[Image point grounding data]
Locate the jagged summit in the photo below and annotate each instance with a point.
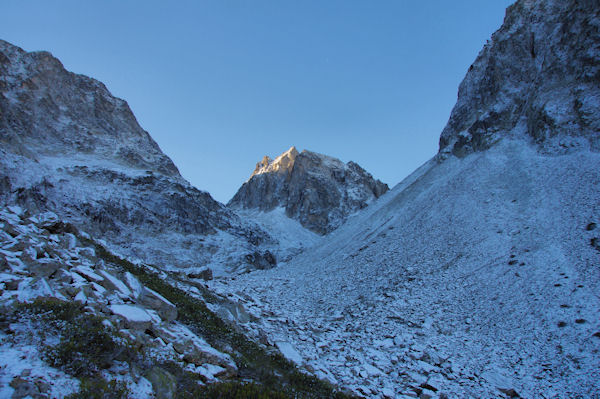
(282, 164)
(317, 190)
(476, 276)
(538, 77)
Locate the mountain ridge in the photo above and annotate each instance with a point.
(317, 190)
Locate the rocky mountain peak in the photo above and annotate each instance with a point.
(68, 146)
(538, 77)
(282, 164)
(49, 111)
(317, 190)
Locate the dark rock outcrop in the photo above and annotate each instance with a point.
(538, 77)
(318, 191)
(68, 146)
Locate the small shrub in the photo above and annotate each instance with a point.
(233, 390)
(85, 345)
(99, 388)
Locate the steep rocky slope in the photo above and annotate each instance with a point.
(317, 190)
(538, 77)
(477, 276)
(69, 146)
(78, 319)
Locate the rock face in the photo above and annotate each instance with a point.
(538, 77)
(67, 145)
(317, 190)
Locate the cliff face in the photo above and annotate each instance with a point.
(318, 191)
(538, 77)
(68, 146)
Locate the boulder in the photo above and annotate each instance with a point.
(152, 299)
(164, 384)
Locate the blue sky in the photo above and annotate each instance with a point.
(218, 84)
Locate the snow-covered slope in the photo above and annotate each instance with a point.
(68, 146)
(537, 77)
(464, 281)
(317, 190)
(477, 276)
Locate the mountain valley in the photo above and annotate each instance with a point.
(476, 276)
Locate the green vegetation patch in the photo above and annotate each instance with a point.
(272, 374)
(85, 345)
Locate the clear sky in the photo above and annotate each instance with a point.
(218, 84)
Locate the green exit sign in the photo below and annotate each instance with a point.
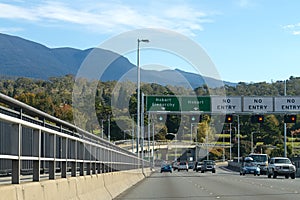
(195, 103)
(163, 103)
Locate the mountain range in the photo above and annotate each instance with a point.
(23, 58)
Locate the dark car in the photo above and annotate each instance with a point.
(281, 166)
(208, 165)
(249, 166)
(166, 168)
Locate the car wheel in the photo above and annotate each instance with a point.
(274, 175)
(287, 176)
(293, 175)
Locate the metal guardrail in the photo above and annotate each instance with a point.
(33, 142)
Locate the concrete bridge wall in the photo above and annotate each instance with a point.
(100, 186)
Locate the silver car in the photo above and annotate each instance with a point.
(281, 166)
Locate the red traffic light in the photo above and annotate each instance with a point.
(228, 118)
(257, 118)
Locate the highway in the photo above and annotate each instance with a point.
(207, 186)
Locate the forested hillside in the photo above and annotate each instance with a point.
(54, 96)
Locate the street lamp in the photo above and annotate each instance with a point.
(252, 148)
(139, 88)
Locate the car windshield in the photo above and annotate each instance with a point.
(283, 161)
(259, 158)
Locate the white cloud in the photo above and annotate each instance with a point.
(296, 32)
(294, 29)
(112, 16)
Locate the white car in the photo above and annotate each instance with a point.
(281, 166)
(183, 166)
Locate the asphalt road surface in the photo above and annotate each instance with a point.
(221, 185)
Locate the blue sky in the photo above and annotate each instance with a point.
(248, 40)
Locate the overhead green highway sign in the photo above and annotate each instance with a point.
(163, 103)
(195, 103)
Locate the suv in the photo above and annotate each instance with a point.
(281, 166)
(208, 165)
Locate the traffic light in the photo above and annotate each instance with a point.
(290, 118)
(257, 118)
(228, 118)
(195, 118)
(161, 117)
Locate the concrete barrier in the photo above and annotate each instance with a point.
(101, 186)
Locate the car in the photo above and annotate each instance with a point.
(249, 166)
(208, 165)
(183, 166)
(175, 165)
(281, 166)
(191, 165)
(197, 166)
(166, 168)
(261, 160)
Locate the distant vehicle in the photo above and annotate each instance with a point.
(166, 168)
(197, 166)
(261, 160)
(281, 166)
(208, 165)
(249, 166)
(183, 166)
(175, 165)
(191, 165)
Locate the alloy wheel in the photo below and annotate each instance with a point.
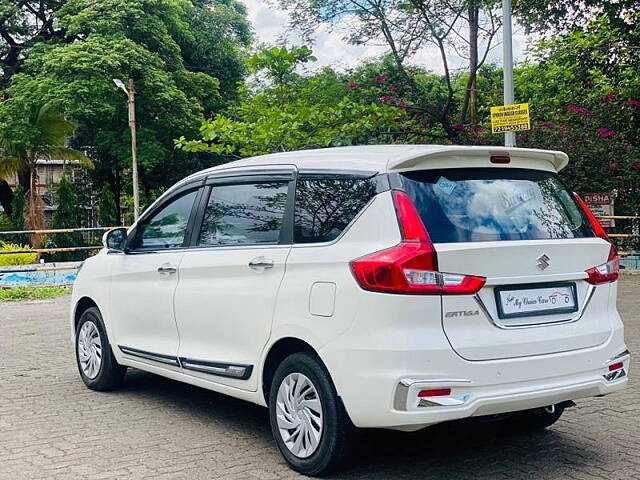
(89, 349)
(299, 415)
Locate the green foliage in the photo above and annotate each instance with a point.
(280, 63)
(107, 208)
(66, 214)
(32, 293)
(181, 54)
(5, 223)
(33, 131)
(17, 258)
(299, 112)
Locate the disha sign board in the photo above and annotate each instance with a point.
(601, 204)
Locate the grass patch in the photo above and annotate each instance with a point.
(32, 293)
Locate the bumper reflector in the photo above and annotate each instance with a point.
(441, 392)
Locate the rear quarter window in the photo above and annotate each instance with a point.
(489, 204)
(324, 206)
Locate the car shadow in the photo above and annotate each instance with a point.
(465, 449)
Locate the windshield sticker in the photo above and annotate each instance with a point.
(511, 202)
(446, 186)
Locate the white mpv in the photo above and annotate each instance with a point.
(384, 286)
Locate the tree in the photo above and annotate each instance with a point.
(42, 133)
(295, 112)
(107, 208)
(17, 207)
(175, 50)
(552, 17)
(67, 215)
(407, 26)
(23, 24)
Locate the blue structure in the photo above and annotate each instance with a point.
(39, 275)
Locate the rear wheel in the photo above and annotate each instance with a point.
(97, 365)
(308, 421)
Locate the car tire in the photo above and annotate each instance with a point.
(97, 366)
(536, 419)
(303, 397)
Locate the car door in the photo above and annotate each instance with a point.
(145, 278)
(228, 284)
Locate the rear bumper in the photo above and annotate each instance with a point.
(380, 387)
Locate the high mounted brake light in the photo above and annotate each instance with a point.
(610, 270)
(412, 266)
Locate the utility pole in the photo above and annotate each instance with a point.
(507, 66)
(131, 102)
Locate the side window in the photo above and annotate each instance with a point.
(167, 228)
(325, 206)
(244, 214)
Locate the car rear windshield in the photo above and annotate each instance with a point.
(489, 204)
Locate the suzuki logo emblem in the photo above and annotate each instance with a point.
(543, 261)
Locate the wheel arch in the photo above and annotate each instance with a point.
(83, 304)
(278, 351)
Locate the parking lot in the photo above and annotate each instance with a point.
(51, 426)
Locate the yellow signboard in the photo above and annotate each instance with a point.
(510, 118)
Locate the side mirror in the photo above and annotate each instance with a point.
(114, 240)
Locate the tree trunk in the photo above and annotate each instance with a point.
(6, 195)
(474, 12)
(34, 219)
(24, 180)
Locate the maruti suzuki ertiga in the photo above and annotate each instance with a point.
(383, 286)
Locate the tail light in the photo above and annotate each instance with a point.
(609, 271)
(412, 266)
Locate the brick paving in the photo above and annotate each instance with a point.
(51, 426)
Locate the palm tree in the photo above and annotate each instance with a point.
(50, 140)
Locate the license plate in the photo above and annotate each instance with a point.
(540, 299)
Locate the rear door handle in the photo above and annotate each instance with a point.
(167, 269)
(260, 263)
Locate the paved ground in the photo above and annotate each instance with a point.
(52, 427)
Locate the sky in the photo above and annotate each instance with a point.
(270, 25)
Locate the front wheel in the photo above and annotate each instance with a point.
(97, 365)
(308, 421)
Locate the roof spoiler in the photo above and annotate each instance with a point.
(413, 159)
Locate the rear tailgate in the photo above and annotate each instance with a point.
(473, 324)
(522, 230)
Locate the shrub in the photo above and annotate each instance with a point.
(17, 258)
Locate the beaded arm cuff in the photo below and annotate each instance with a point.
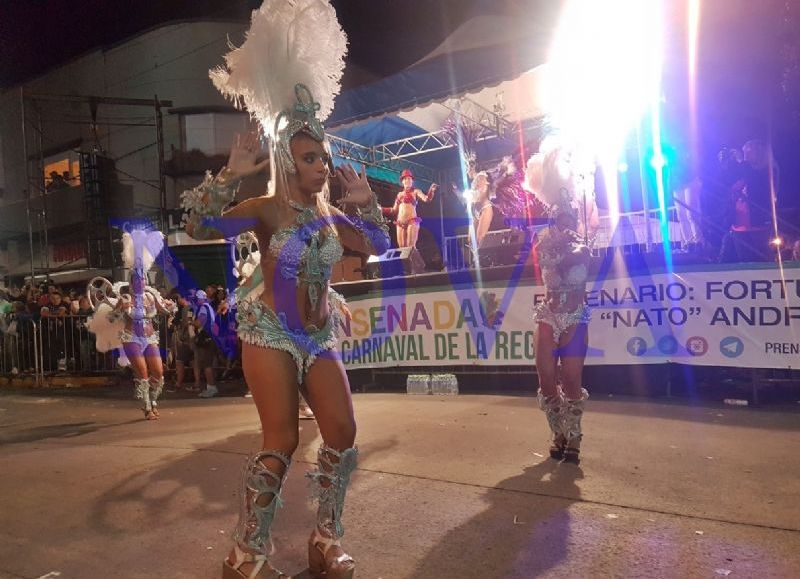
(371, 224)
(206, 201)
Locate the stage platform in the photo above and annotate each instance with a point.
(614, 263)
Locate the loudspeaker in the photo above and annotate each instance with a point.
(396, 262)
(349, 268)
(503, 247)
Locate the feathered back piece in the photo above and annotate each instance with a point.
(290, 42)
(151, 244)
(564, 175)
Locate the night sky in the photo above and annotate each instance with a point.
(742, 50)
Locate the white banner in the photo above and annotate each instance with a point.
(716, 316)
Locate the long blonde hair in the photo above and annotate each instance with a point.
(278, 185)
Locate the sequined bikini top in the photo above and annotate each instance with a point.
(557, 276)
(407, 196)
(304, 253)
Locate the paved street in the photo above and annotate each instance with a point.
(446, 488)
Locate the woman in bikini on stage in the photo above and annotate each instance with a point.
(405, 209)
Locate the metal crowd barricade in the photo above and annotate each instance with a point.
(63, 345)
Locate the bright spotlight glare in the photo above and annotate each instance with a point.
(658, 162)
(603, 70)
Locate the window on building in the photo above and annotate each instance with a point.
(212, 133)
(62, 170)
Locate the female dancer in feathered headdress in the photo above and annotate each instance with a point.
(124, 314)
(564, 181)
(286, 74)
(404, 209)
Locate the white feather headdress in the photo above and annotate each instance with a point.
(150, 242)
(562, 176)
(290, 42)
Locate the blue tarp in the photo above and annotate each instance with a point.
(436, 79)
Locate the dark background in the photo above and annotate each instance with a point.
(748, 83)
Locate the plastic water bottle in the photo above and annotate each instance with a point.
(736, 402)
(444, 384)
(418, 384)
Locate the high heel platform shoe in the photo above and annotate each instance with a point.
(572, 455)
(261, 568)
(558, 447)
(322, 562)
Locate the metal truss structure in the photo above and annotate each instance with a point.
(394, 155)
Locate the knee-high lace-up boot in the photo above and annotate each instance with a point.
(553, 408)
(573, 414)
(142, 392)
(260, 499)
(331, 479)
(156, 387)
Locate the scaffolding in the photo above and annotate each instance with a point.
(96, 168)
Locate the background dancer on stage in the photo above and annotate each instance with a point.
(288, 329)
(562, 319)
(405, 209)
(124, 314)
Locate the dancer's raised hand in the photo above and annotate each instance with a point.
(243, 160)
(355, 186)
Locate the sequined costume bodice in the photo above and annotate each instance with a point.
(558, 276)
(478, 207)
(304, 253)
(407, 196)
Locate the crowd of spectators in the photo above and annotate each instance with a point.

REQUIRED WORK –
This task calls for an exact reproduction of the lines that start at the one containing "Locate the blue tarp" and continue to the end of the entries above.

EXERCISE RESULT –
Locate the blue tarp in the photo above and annotate each instance with a point.
(436, 79)
Locate the dark background in the photo above and annotate each instance with a point.
(748, 83)
Locate the plastic water bottle in the photo above and annotate each instance with a point.
(736, 402)
(444, 384)
(418, 384)
Locate the high heel platform shoe in the photo above and annotate each instance with a point.
(572, 455)
(261, 568)
(558, 447)
(322, 562)
Locate the metal truss structure in the photo above and annotate each instance with a point.
(394, 155)
Locate the knee-high lace-up boot in the photo above and annotate each instance with a point.
(553, 408)
(573, 414)
(142, 392)
(260, 499)
(331, 479)
(156, 387)
Locate the scaffolding in the photo above and annotate each instance with a point.
(96, 168)
Locate the background dancer on stage in the photo above and annotate each instance with a point.
(288, 329)
(562, 319)
(405, 209)
(124, 314)
Locate the dancer's raised hand in the photo above and annotate each instance with a point.
(243, 160)
(355, 186)
Locate the sequined costume bodice in the photo above and annotate each instance with a point.
(558, 276)
(478, 207)
(304, 253)
(407, 196)
Locate the crowd of spectators in the photo above and annotate each instance with a point.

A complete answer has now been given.